AIM OF THE EXERCISE: Print every entry exactly as written and exclude all images.

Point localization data
+ + + + + + +
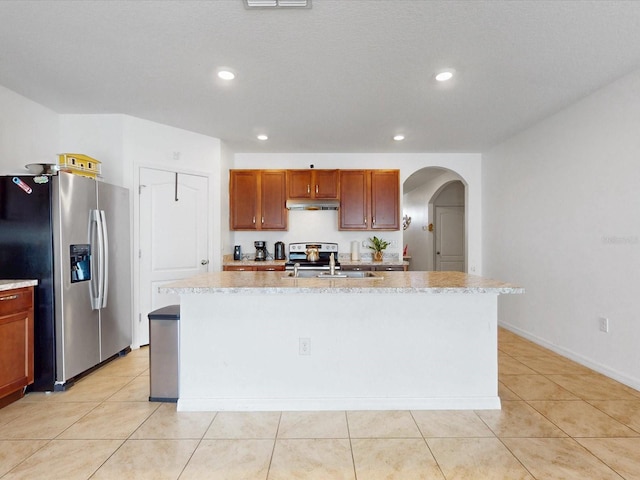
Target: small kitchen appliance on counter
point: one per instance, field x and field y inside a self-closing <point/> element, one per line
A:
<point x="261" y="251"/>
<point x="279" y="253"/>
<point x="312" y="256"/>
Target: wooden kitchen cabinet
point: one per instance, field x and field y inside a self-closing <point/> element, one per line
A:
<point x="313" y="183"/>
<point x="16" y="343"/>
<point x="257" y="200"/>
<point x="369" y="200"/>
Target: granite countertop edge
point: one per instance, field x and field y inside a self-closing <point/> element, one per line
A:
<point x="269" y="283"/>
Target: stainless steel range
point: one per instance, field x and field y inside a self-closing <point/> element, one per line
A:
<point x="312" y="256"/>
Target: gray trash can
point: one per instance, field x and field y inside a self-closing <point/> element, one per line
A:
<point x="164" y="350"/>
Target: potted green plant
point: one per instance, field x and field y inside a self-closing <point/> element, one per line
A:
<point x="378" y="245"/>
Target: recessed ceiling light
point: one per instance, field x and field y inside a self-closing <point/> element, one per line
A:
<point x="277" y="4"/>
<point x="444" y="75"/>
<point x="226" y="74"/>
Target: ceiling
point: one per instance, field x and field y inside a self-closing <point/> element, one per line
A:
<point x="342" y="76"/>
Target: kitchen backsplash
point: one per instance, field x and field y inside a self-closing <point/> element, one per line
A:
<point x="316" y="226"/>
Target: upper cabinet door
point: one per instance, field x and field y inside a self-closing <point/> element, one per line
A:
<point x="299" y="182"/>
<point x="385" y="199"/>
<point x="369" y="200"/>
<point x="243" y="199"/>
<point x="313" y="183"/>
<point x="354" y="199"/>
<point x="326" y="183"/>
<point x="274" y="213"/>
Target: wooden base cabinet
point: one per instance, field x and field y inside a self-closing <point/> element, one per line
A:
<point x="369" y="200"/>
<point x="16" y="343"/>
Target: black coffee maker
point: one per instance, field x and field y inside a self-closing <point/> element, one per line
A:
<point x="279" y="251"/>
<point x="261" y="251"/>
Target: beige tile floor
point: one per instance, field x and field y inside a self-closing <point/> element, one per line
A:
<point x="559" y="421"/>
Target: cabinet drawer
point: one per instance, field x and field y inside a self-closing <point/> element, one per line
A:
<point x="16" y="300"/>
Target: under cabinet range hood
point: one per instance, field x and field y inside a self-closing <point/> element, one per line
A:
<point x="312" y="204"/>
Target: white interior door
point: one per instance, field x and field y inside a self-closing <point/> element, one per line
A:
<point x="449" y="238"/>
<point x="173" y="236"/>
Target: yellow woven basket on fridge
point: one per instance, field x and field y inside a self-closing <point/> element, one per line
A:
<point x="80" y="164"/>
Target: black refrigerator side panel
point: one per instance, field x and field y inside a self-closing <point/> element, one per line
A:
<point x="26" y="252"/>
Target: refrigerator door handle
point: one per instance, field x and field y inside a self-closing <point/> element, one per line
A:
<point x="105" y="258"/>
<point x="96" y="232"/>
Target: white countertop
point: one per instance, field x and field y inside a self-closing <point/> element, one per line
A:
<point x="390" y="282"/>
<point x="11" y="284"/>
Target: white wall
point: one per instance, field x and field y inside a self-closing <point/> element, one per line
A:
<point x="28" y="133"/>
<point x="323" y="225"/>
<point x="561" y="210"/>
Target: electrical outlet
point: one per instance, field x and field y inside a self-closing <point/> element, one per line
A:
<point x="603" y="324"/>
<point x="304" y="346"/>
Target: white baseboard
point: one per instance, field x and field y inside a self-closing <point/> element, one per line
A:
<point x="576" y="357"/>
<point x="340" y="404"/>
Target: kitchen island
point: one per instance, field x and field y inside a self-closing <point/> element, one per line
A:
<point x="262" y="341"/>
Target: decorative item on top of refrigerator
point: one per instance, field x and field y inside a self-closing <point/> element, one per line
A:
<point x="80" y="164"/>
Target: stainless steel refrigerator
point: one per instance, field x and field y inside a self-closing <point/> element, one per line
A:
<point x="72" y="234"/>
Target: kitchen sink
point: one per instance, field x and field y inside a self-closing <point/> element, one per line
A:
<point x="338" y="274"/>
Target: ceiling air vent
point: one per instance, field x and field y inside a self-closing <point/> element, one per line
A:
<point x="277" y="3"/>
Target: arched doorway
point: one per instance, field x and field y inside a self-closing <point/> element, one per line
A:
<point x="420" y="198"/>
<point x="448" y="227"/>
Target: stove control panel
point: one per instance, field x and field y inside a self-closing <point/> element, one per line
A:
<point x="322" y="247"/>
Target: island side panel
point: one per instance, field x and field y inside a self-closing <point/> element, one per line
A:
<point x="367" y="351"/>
+ + + + + + +
ANSWER TO THIS TASK:
Target: small kitchen appliance on counter
point: one per instance, field x and field y inside a self-closing <point/> element, one per line
A:
<point x="261" y="251"/>
<point x="279" y="253"/>
<point x="312" y="256"/>
Target: wooden kitchen cabinet
point: one per instance, field x and field y inside a self-closing <point/> element, one per line
A:
<point x="313" y="183"/>
<point x="16" y="343"/>
<point x="257" y="200"/>
<point x="369" y="200"/>
Target: granite countertop edge
point: one per instance, field x and field y inside a self-closing <point/> element, one per line
A:
<point x="269" y="283"/>
Target: stainless steel range
point: one per instance, field x and field y inside a self-closing <point/> element, one per line
A:
<point x="312" y="256"/>
Target: gray trash can
point: one per instance, field x and field y inside a self-closing <point/> element, one per line
A:
<point x="164" y="350"/>
Target: potted green plant
point: one per instance, field x and field y inside a self-closing <point/> element, one per line
A:
<point x="378" y="245"/>
Target: recessed ceiling light
point: one per instance, field x and field y inside a self-closing <point/> element, one per line
A:
<point x="277" y="4"/>
<point x="444" y="75"/>
<point x="226" y="74"/>
Target: ceiling
point: one per instance, field x and field y inside a self-closing <point/> element, one per line
A:
<point x="342" y="76"/>
Target: kitchen backsplash
point: one per instance, field x and field y inside a self-closing <point/> element, one per line
A:
<point x="316" y="226"/>
Target: upper cabinet door
point: one per instance, field x and field y inside a self-closing <point/> element, one per line
A:
<point x="299" y="182"/>
<point x="385" y="199"/>
<point x="369" y="200"/>
<point x="243" y="199"/>
<point x="313" y="183"/>
<point x="354" y="199"/>
<point x="326" y="183"/>
<point x="274" y="213"/>
Target: wooden base cabinet
point: one per instance, field x and field y inside a self-closing <point/> element, one per line
A:
<point x="369" y="200"/>
<point x="16" y="343"/>
Target: black coffee maker
point: one per instance, field x and field y inside a self-closing <point/> element, one per line
A:
<point x="279" y="251"/>
<point x="261" y="251"/>
Target: beige tile floor
point: one per instance, field x and field y inside a self-closing <point/> element, one per line
A:
<point x="559" y="421"/>
Target: cabinet drawer
point: one per instance, field x and field y inside a self-closing <point/> element, one per line
A:
<point x="16" y="300"/>
Target: under cabinet range hood
point: one per instance, field x and field y inside a self-closing <point/> element, one per line
A:
<point x="312" y="204"/>
Target: white interior door
point: one per instance, field x and field y inside a self-closing <point/> element, one per line
A:
<point x="449" y="238"/>
<point x="173" y="236"/>
Target: yellow woven basket on fridge
point: one per instance, field x and field y inside a self-closing <point/> element, one per line
A:
<point x="80" y="164"/>
Target: black refrigerator side panel
point: one per instance, field x and field y inside a self-closing <point/> element, one per line
A:
<point x="26" y="252"/>
Target: refrigerator door handle
point: one per instance, field x and field y inside a self-closing <point/> element, one per line
A:
<point x="105" y="258"/>
<point x="96" y="232"/>
Target: white countertop
point: one per instance, field x and field y inside a self-closing <point/> element, one per line
A:
<point x="390" y="282"/>
<point x="11" y="284"/>
Target: white wall
point: one per instance, field x and field y inside a self-closing <point/> element, one per line
A:
<point x="28" y="133"/>
<point x="323" y="225"/>
<point x="561" y="210"/>
Target: electrical outlet
point: one per instance, field x and field y inside a self-closing <point/> element, one per line
A:
<point x="603" y="324"/>
<point x="304" y="346"/>
Target: white baseboard
point: one per instance, field x and field y inside a self-closing <point/> element, one per line
A:
<point x="576" y="357"/>
<point x="340" y="404"/>
Target: kitchen island
point: one per instance, field x and field y inside a self-closing <point/> element, one per line
A:
<point x="262" y="341"/>
Target: decorative item on top of refrigerator
point: one per instance, field x and field y inside a self-closing <point/> element, one per line
A:
<point x="80" y="164"/>
Target: stainless steel refrigerator
point: one per instance, field x and field y inside a self-closing <point/> element, one per line
A:
<point x="72" y="234"/>
Target: kitchen sink
point: one per instance, field x and field y inside a self-closing <point/> element, one per line
A:
<point x="338" y="274"/>
Target: ceiling air vent
point: one per instance, field x and field y inside a self-closing <point/> element, one per line
A:
<point x="277" y="3"/>
Target: arched doorway
point: one per instance, field x and field y inside a self-closing <point/> element, one per line
A:
<point x="420" y="198"/>
<point x="448" y="227"/>
Target: stove control panel
point: one per instance, field x and field y inside a self-closing <point/> element, one per line
A:
<point x="322" y="247"/>
Target: island side panel
point: one per instance, field x and field y inside a self-closing <point/> element, one per line
A:
<point x="367" y="351"/>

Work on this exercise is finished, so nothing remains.